Problem statement:
An exact, complete copy of the entries that follow is needed.

The data:
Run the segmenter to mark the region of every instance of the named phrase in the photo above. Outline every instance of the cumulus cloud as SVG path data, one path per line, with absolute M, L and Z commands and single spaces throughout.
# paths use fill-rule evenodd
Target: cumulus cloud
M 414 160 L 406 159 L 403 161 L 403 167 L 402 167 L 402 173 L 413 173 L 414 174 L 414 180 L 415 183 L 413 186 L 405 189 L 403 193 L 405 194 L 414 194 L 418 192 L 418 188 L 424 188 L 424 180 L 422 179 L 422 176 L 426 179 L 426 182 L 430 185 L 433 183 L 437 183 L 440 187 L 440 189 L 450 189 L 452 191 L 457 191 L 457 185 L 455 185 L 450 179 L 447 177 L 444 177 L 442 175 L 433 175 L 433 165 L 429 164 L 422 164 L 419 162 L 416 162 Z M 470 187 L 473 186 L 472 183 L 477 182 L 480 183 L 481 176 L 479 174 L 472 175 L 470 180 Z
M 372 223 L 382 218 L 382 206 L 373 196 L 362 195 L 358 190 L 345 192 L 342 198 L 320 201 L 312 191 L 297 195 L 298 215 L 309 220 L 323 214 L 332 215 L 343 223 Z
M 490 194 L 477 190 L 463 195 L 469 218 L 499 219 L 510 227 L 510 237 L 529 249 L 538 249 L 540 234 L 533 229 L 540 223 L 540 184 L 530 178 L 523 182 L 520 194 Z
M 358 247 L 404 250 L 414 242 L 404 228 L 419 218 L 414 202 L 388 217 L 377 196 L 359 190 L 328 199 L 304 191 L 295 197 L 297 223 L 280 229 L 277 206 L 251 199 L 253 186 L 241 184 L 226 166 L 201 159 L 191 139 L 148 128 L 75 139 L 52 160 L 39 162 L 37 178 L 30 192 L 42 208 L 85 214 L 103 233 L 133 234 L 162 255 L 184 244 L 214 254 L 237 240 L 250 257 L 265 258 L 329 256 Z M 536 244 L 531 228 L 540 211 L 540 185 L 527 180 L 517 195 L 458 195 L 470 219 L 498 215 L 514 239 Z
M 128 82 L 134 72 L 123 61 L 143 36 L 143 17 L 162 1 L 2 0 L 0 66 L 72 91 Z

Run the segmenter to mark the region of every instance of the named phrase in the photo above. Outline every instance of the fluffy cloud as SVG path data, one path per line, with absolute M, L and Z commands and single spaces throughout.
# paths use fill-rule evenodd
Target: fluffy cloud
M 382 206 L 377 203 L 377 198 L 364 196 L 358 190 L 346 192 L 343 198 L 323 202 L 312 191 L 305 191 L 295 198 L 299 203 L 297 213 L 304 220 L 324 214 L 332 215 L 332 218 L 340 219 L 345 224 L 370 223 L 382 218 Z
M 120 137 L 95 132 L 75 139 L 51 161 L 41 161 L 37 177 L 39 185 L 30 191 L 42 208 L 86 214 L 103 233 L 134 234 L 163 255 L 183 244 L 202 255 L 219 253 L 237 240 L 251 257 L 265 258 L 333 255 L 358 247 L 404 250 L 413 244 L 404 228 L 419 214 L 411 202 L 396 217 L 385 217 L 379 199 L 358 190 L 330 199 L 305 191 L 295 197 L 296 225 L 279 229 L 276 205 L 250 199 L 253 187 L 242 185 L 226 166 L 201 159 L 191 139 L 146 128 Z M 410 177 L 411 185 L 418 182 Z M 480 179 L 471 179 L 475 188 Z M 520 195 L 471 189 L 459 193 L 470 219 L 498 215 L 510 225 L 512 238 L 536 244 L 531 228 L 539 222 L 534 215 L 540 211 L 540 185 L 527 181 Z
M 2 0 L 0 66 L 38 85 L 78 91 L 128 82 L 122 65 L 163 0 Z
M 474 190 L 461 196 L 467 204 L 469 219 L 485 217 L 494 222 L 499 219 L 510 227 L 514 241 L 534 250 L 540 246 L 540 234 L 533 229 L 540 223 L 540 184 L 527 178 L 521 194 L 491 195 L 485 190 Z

Result of this exercise:
Run the segmenter to mark the region of every instance of the named phrase in the photo above. Outline every instance of the cumulus cloud as SVG path data, one path per line, with absolute M, L and Z commands and single spaces throughout.
# paths use fill-rule evenodd
Target: cumulus cloud
M 414 160 L 406 159 L 403 161 L 403 167 L 402 167 L 402 173 L 413 173 L 414 174 L 414 180 L 415 183 L 413 186 L 405 189 L 403 193 L 405 194 L 414 194 L 418 192 L 418 188 L 424 188 L 424 180 L 422 179 L 422 176 L 426 179 L 426 182 L 430 185 L 433 183 L 437 183 L 440 187 L 440 189 L 450 189 L 452 191 L 457 191 L 457 185 L 455 185 L 450 179 L 447 177 L 444 177 L 442 175 L 433 175 L 433 165 L 429 164 L 422 164 L 419 162 L 416 162 Z M 470 187 L 473 186 L 472 183 L 477 182 L 480 183 L 481 176 L 479 174 L 472 175 L 470 180 Z
M 372 223 L 382 218 L 382 206 L 373 196 L 362 195 L 358 190 L 345 192 L 342 198 L 320 201 L 312 191 L 297 195 L 298 215 L 309 220 L 323 214 L 332 215 L 343 223 Z
M 490 194 L 477 190 L 463 195 L 469 218 L 499 219 L 510 227 L 510 237 L 529 249 L 538 249 L 540 234 L 533 229 L 540 223 L 540 184 L 530 178 L 523 182 L 520 194 Z
M 358 247 L 404 250 L 414 242 L 404 228 L 419 218 L 414 202 L 388 217 L 377 196 L 359 190 L 328 199 L 304 191 L 295 197 L 297 223 L 280 229 L 277 206 L 251 199 L 253 186 L 241 184 L 226 166 L 201 159 L 191 139 L 148 128 L 75 139 L 52 160 L 39 162 L 37 178 L 30 192 L 42 208 L 85 214 L 103 233 L 133 234 L 162 255 L 184 244 L 214 254 L 237 240 L 250 257 L 265 258 L 329 256 Z M 536 244 L 531 228 L 540 211 L 540 185 L 527 180 L 517 195 L 458 195 L 470 219 L 498 215 L 514 239 Z
M 128 82 L 134 72 L 123 61 L 143 36 L 143 17 L 162 1 L 2 0 L 0 66 L 72 91 Z

Run the segmenter to mark the region of every instance of the named phrase in the photo above. Outline every instance of the fluffy cloud as SVG path data, one path per line, with absolute M, L and Z commands and single spaces throughout.
# paths use fill-rule evenodd
Target: fluffy cloud
M 382 206 L 377 203 L 377 198 L 364 196 L 358 190 L 346 192 L 343 198 L 323 202 L 312 191 L 305 191 L 295 198 L 299 203 L 297 213 L 304 220 L 324 214 L 332 215 L 332 218 L 340 219 L 345 224 L 370 223 L 382 218 Z
M 120 137 L 95 132 L 75 139 L 51 161 L 41 161 L 37 177 L 39 185 L 30 191 L 42 208 L 86 214 L 103 233 L 134 234 L 163 255 L 183 244 L 202 255 L 219 253 L 237 240 L 251 257 L 265 258 L 333 255 L 358 247 L 404 250 L 413 244 L 404 228 L 419 214 L 411 202 L 396 217 L 385 217 L 379 199 L 358 190 L 330 199 L 305 191 L 295 197 L 296 225 L 279 229 L 276 205 L 250 199 L 253 187 L 242 185 L 226 166 L 201 159 L 191 139 L 146 128 Z M 410 177 L 411 185 L 418 182 Z M 480 179 L 471 179 L 475 188 Z M 520 195 L 471 189 L 459 193 L 470 219 L 498 215 L 510 225 L 512 238 L 536 244 L 531 228 L 539 222 L 534 215 L 540 211 L 540 185 L 527 181 Z
M 2 0 L 0 66 L 38 85 L 78 91 L 128 82 L 122 65 L 163 0 Z
M 474 190 L 461 196 L 467 204 L 469 219 L 485 217 L 494 222 L 499 219 L 510 227 L 514 241 L 534 250 L 540 246 L 540 234 L 533 229 L 540 223 L 540 184 L 527 178 L 521 194 L 491 195 L 485 190 Z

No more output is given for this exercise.